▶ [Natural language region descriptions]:
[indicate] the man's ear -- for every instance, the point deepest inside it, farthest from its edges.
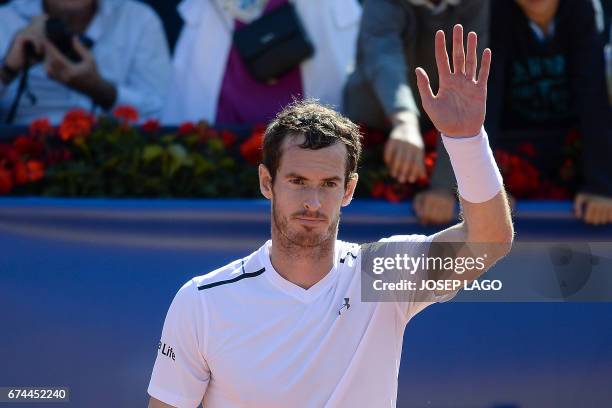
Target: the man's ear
(350, 189)
(265, 181)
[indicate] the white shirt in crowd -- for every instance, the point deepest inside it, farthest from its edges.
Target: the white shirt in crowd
(130, 49)
(243, 336)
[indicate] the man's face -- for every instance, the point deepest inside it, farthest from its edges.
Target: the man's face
(307, 193)
(537, 8)
(70, 6)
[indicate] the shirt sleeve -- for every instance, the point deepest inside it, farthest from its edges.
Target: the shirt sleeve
(181, 374)
(416, 245)
(147, 82)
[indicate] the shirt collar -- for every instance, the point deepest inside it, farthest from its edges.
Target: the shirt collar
(434, 8)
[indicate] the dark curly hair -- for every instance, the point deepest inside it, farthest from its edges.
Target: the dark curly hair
(321, 126)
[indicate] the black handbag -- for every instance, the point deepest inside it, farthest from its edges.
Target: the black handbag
(273, 44)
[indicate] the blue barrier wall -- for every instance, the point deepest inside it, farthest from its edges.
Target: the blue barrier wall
(85, 285)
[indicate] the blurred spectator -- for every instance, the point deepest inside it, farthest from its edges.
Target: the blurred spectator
(396, 37)
(547, 78)
(128, 63)
(212, 83)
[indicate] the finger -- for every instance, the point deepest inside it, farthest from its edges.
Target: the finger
(388, 153)
(418, 204)
(83, 52)
(420, 171)
(485, 67)
(458, 51)
(442, 57)
(590, 213)
(424, 87)
(471, 60)
(579, 202)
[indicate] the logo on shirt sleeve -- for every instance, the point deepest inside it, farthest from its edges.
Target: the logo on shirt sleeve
(166, 350)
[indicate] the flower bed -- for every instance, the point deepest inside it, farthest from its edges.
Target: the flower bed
(109, 157)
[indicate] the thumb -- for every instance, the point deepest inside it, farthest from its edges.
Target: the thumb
(424, 87)
(579, 202)
(417, 203)
(83, 52)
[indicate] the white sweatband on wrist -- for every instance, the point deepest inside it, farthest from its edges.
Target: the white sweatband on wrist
(477, 174)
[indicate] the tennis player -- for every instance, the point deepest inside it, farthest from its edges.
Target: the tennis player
(285, 326)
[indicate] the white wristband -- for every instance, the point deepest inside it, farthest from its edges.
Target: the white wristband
(478, 177)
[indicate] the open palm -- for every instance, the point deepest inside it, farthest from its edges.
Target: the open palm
(458, 110)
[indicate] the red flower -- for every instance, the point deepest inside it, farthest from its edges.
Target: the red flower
(126, 113)
(76, 124)
(151, 126)
(371, 137)
(28, 172)
(378, 190)
(6, 181)
(228, 138)
(41, 127)
(430, 161)
(28, 146)
(431, 138)
(251, 149)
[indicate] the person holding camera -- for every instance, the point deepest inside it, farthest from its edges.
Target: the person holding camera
(88, 54)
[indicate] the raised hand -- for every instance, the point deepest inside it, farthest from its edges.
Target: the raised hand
(458, 110)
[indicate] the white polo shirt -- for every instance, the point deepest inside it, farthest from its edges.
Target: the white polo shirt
(243, 336)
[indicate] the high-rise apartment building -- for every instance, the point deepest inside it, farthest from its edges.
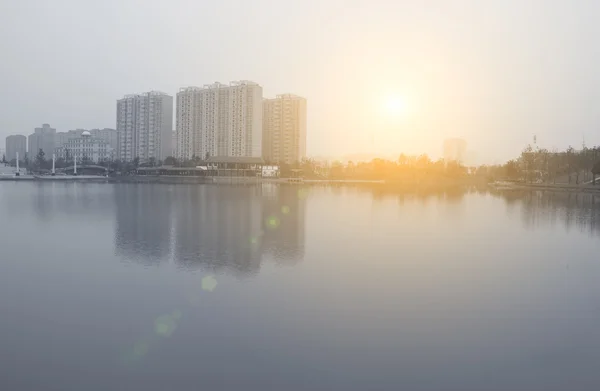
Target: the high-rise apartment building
(16, 143)
(219, 120)
(455, 150)
(284, 129)
(107, 135)
(42, 138)
(144, 126)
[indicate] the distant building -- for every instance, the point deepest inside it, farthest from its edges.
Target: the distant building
(219, 120)
(174, 144)
(14, 144)
(86, 147)
(284, 129)
(42, 138)
(455, 150)
(144, 126)
(106, 134)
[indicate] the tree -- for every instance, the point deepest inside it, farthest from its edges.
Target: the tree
(511, 169)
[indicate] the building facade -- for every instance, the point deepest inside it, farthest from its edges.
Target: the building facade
(174, 144)
(144, 126)
(284, 129)
(86, 148)
(16, 143)
(43, 138)
(106, 134)
(219, 120)
(455, 150)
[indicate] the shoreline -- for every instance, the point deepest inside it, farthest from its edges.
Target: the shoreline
(546, 187)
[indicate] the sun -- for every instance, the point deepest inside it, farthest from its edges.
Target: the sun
(395, 106)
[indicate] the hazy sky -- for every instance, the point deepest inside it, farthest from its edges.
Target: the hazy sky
(492, 72)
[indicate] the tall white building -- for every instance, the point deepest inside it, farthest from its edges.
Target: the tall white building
(284, 129)
(144, 126)
(219, 120)
(107, 135)
(455, 150)
(16, 144)
(85, 148)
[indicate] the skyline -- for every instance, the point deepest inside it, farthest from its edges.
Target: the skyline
(494, 74)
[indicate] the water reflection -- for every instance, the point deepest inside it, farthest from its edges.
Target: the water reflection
(215, 228)
(143, 222)
(569, 209)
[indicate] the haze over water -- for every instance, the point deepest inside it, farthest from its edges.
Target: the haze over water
(296, 288)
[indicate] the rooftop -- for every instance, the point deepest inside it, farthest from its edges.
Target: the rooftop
(235, 159)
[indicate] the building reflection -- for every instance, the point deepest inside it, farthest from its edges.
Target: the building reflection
(143, 222)
(284, 224)
(570, 209)
(230, 229)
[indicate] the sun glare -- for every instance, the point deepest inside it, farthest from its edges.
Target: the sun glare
(395, 106)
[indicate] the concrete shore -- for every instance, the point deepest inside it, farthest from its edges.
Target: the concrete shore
(176, 179)
(546, 186)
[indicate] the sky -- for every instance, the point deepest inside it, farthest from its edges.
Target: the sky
(492, 72)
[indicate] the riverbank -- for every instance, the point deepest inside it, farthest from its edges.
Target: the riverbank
(545, 186)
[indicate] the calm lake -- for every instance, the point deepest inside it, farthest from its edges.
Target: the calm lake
(267, 287)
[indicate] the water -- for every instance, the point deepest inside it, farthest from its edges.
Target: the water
(154, 287)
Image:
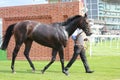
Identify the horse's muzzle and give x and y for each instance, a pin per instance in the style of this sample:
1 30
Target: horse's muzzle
89 34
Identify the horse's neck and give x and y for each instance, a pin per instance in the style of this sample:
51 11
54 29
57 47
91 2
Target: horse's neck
70 28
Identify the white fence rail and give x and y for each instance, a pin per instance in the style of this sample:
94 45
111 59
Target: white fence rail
95 39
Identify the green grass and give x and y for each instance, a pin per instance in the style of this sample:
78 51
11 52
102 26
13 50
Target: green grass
105 67
3 55
105 61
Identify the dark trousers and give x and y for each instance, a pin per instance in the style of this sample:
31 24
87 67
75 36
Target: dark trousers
79 50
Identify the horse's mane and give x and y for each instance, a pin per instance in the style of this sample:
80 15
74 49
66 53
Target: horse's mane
71 19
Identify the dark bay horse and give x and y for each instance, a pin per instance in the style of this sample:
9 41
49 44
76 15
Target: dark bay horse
53 35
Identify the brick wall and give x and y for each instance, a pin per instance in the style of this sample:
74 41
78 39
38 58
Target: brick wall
46 13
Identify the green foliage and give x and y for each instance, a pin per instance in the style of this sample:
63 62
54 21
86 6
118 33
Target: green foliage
105 67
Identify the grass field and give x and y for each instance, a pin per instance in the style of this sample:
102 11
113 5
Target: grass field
105 67
105 61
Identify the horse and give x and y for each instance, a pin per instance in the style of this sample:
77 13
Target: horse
54 35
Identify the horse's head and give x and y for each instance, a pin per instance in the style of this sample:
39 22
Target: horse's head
84 25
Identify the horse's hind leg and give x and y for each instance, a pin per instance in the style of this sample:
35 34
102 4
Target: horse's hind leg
61 55
54 52
15 52
28 44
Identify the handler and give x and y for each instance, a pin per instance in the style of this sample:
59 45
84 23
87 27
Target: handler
79 37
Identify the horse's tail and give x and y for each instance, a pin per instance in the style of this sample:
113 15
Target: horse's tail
7 36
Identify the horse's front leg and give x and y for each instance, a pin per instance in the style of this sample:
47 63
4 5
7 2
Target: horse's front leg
54 53
61 55
15 52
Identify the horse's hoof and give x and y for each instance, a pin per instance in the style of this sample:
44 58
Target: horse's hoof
33 71
42 71
89 71
13 72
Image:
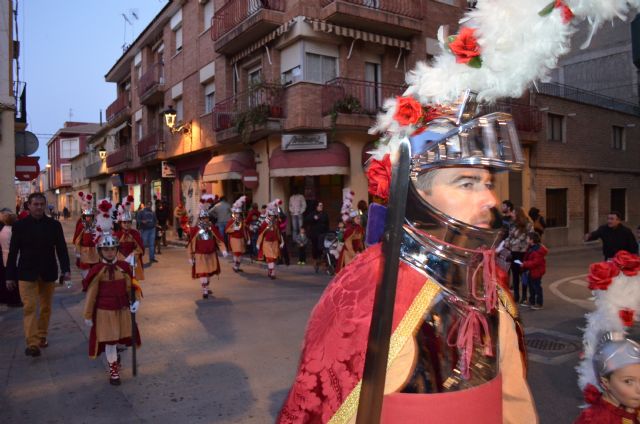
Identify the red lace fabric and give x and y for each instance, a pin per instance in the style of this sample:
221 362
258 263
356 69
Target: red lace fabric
335 342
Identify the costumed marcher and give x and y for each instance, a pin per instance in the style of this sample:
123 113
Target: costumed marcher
609 373
237 233
204 243
109 304
454 333
353 237
131 247
270 240
85 236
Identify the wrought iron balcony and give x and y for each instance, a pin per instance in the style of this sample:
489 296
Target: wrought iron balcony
241 22
150 144
250 109
119 156
151 85
119 110
588 97
351 96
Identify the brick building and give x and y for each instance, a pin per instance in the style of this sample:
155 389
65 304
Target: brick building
286 90
67 143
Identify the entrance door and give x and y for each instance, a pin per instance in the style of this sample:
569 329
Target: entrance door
590 207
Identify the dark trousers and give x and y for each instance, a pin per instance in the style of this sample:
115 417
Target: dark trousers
535 291
302 254
515 273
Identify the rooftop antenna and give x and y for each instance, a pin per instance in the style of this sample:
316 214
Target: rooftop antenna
129 19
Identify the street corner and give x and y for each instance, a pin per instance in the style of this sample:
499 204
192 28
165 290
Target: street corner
575 290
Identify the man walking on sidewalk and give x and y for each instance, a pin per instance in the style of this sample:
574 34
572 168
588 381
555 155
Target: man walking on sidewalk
36 240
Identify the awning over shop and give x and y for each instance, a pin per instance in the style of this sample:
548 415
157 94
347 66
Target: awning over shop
299 163
370 37
229 166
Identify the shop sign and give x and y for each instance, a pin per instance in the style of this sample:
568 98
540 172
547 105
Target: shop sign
250 178
168 170
307 141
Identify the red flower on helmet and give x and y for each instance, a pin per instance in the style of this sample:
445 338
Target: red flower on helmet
408 111
627 262
465 45
601 274
626 316
379 175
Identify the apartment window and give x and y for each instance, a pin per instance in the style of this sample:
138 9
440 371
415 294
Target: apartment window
617 138
69 147
207 14
209 97
556 207
555 124
65 174
619 201
319 68
179 110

▶ [What is being asked]:
From the line that contains "Target: rooftop antenna" through the final line of the entries above, every line must be reproduced exactly and nothing more.

▶ [Answer space]:
Target: rooftop antenna
129 19
Identify the street corner and give x and y for each instance, a pin per instance in the style of this sample:
499 204
192 28
165 290
Target: street corner
575 290
Identify the man walking on sidewalk and give x and y for each instance, a pin per instance in the style of this sample:
574 34
572 168
588 381
555 155
Target: man walking on sidewalk
36 240
Identify the awning over shop and give x and y for each instance, a pin per instance in the style of this sample:
548 415
157 94
347 66
Target: awning over shop
299 163
370 37
229 166
Identify the shop sign and give x and y for each instance, a pin per instance in the style of this sample:
568 98
540 172
547 105
Target: shop sign
250 178
168 170
307 141
Identify the red flower on helmet and give x and y for each instance, a pin per instance in the style of this sample:
445 338
Target: red flower on helmet
408 111
627 262
465 45
601 274
626 316
379 175
Identify the apartment window and give x and y for each instance, a pin per instance in the style of this sample:
138 9
440 371
415 294
Target: apartment window
617 138
69 147
207 14
209 97
556 207
555 124
65 174
619 201
319 68
179 110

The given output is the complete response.